SELECTED TEXT:
Composite change point estimation for bent line quantile regression

Abstract

The bent line quantile regression describes the situation where the conditional quantile function of the response is piecewise linear but still continuous in covariates. In some applications, the change points at which the quantile functions are bent tend to be the same across quantile levels or for quantile levels lying in a certain region. To capture such commonality, we propose a composite estimation procedure to estimate model parameters and the common change point by combining information across quantiles. We establish the asymptotic properties of the proposed estimator, and demonstrate the efficiency gain of the composite change point estimator over that obtained at a single quantile level through numerical studies. In addition, three different inference procedures are proposed and compared for hypothesis testing and the construction of confidence intervals. The finite sample performance of the proposed procedures is assessed through a simulation study and the analysis of a real data.

Appendix

Lemma 1

Suppose Assumptions A1–A3 hold, then \(\hat{\varvec{\theta }}\) is a consistent estimator of \(\varvec{\theta }_{0}\).

Proof

At a fixed point u, we need to minimize the following objective function

$$\begin{aligned} n^{-1}\sum _{k=1}^{K}\sum _{i=1}^{n}\rho _{\tau _{k}}\{Y_{i} - Q_{Y}(\tau _{k}; \varvec{\theta }|\mathbf {W}_{i})\}, \end{aligned}$$

which is equivalent to minimize

$$\begin{aligned} n^{-1}\sum _{i=1}^{n}\rho _{\tau _{k}}\{Y_{i} - Q_{Y}(\tau _{k}; \varvec{\eta }, u|\mathbf {W}_{i})\}, \end{aligned}$$

for any \(1\le k\le K\). The rest of the proof follows the similar arguments as that of Lemma 1 in Li et al. (2011) and thus is omitted. \(\square \)

DATA EXCERPT:
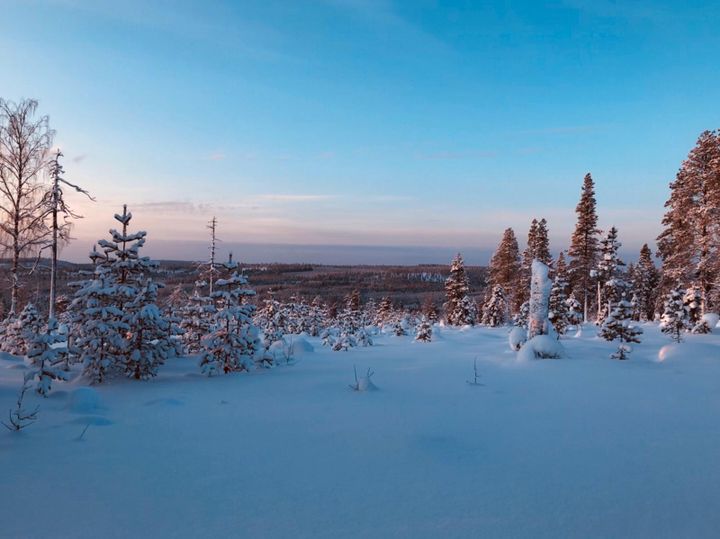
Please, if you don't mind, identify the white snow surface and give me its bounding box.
[0,324,720,539]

WRITTEN TASK: Reproduce word for word the passage of the text on bent line quantile regression, starting with "Suppose Assumptions A1–A3" and going on through "omitted. \(\square \)".

FULL SOLUTION:
Suppose Assumptions A1–A3 hold, then \(\hat{\varvec{\theta }}\) is a consistent estimator of \(\varvec{\theta }_{0}\).

Proof

At a fixed point u, we need to minimize the following objective function

$$\begin{aligned} n^{-1}\sum _{k=1}^{K}\sum _{i=1}^{n}\rho _{\tau _{k}}\{Y_{i} - Q_{Y}(\tau _{k}; \varvec{\theta }|\mathbf {W}_{i})\}, \end{aligned}$$

which is equivalent to minimize

$$\begin{aligned} n^{-1}\sum _{i=1}^{n}\rho _{\tau _{k}}\{Y_{i} - Q_{Y}(\tau _{k}; \varvec{\eta }, u|\mathbf {W}_{i})\}, \end{aligned}$$

for any \(1\le k\le K\). The rest of the proof follows the similar arguments as that of Lemma 1 in Li et al. (2011) and thus is omitted. \(\square \)